» **TASK REQUIREMENTS**
A) In the post on creating a Markov Decision Process, copy the stretch from "1. States: these" through "closing a door." word for word.
B) Answer these questions from the post on creating a Markov Decision Process:
(i) How many tuners does the DVR scheduling idea assume?
(ii) In the door example for rewards, what might give a high reward?
(iii) What value does the writer suggest for each transition probability instead of 1.0?

*** TEXT SHOWN Section Begins ***

Creating a Markov Decision Process

So I have an idea for an MDP for my Machine Learning class, but I'm just wanting to make sure I take the right approach for setting it up. The Key Underlying question here is How do I approach a problem in such a way that I can describe it in a MDP fashion in a logical/consistent manner (I am hoping that simply "filling out" the 4 things below, it'll be magically correct, but I suspect not).

I was looking at this outstanding post: Real-life examples of Markov Decision Processes

Copying the comments about the absolute necessary elements:

1. States: these can refer to for example grid maps in robotics, or for example door open and door closed.
2. Actions: a fixed set of actions, such as for example going north, south, east, etc for a robot, or opening and closing a door.
3. Transition probabilities: the probability of going from one state to another given an action. For example what is the probability of an open door if the action is open. In a perfect world the later could be 1.0, but if it is a robot, it could have failed in handling the door knob correctly. Another example in the case of a moving robot, would be the action north, which in most cases would bring it in the grid cell north of it, but in some cases could have moved too much and reached the next cell for example.
4. Rewards: these are used to guide the planning. In the case of the grid example we might want to go to a certain cell, and the reward will be higher if we get closer. In the case of the door example an open door might give a high reward.

I'm not sure if this would work as an MDP, but I was thinking about using DVR scheduling as a state space. Assuming 2 tuners (so I can schedule and record 2 things at once)

My thought was that I could try to maximize the number of minutes recorded, so if 2 shows are set to record at the same time, but one is longer, then pick the second one, alternately if one is longer and starts just after another, pick the longer one, and skip recording the first. (No partial records), there are a lot of considerations

For States is it only States of the actual Tuners that I need to identify or states of the scheduling algorithm? Should I be drawing a State Machine Diagram and describing what to do if a new request comes in and is processed FOR DVRX?

1. States {Not Recording, Recording DVR1, Recording DVR2, Recording DVR1 and DVR2} --> How do I account for pre-planning states, so assuming the window from 1-2pm is scheduled by 2 dvr's and a new request comes in, how do I factor that into a state?
2. Actions {Start Recording DVR1, Start Recording DVR2, Stop Recording DVR1, Stop Recording DVR2} --> I think these make sense, agreed?
3. Transition Probabilities {1.0} --> I think these are high, I don't expect the DVR to continue recording unless there is a bug, so I suppose I could put something like .99 for each of the transitions? Are there as many probabilities in here as there are actions, or is it the probability for ANY of the actions?

*** TEXT SHOWN Section Ends ***
*** LISTED ENTRIES Section Begins ***

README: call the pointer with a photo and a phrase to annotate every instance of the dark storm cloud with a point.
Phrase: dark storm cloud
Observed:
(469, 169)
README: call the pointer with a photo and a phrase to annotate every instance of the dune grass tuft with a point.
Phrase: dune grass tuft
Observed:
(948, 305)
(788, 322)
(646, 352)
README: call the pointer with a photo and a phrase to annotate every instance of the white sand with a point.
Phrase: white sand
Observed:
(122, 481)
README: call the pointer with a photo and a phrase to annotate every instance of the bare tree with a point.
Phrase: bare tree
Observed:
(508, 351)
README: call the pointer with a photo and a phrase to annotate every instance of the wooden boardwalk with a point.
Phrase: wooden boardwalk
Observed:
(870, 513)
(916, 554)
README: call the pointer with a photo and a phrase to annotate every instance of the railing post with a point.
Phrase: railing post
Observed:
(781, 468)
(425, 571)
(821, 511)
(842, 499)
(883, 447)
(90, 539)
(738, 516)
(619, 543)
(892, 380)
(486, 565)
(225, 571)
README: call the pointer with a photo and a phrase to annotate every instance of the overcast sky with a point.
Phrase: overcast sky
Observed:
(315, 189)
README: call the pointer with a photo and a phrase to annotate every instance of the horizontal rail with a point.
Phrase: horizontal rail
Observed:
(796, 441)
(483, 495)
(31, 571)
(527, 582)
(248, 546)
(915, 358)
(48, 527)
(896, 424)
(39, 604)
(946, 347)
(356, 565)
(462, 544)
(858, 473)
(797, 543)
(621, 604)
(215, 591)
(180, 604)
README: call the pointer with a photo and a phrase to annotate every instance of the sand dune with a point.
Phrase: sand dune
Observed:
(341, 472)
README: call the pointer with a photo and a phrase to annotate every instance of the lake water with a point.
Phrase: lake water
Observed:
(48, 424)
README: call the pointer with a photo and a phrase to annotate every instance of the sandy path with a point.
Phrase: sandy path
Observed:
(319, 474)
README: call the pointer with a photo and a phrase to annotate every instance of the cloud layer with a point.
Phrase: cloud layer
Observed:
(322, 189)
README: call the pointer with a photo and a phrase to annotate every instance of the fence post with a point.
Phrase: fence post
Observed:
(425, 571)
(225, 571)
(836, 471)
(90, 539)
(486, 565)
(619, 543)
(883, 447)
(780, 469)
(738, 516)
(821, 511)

*** LISTED ENTRIES Section Ends ***

» **ANSWERS IN ORDER**
A)
1. States: these can refer to for example grid maps in robotics, or for example door open and door closed.
2. Actions: a fixed set of actions, such as for example going north, south, east, etc for a robot, or opening and closing a door.

B)
(i) Two tuners.
(ii) An open door.
(iii) .99